## SUPPLIED DATA
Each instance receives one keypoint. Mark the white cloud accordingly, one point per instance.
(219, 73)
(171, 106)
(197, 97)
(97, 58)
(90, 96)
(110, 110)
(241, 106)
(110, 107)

## WHAT YOU NEED TO DO
Update the data above by changing "white cloud" to "gray cloud" and keeping everything else the same.

## TASK RESPONSE
Each instance receives one keypoint. Mark the gray cloud accordingly, one point per instance.
(219, 73)
(171, 106)
(197, 97)
(97, 58)
(90, 96)
(110, 110)
(241, 106)
(110, 107)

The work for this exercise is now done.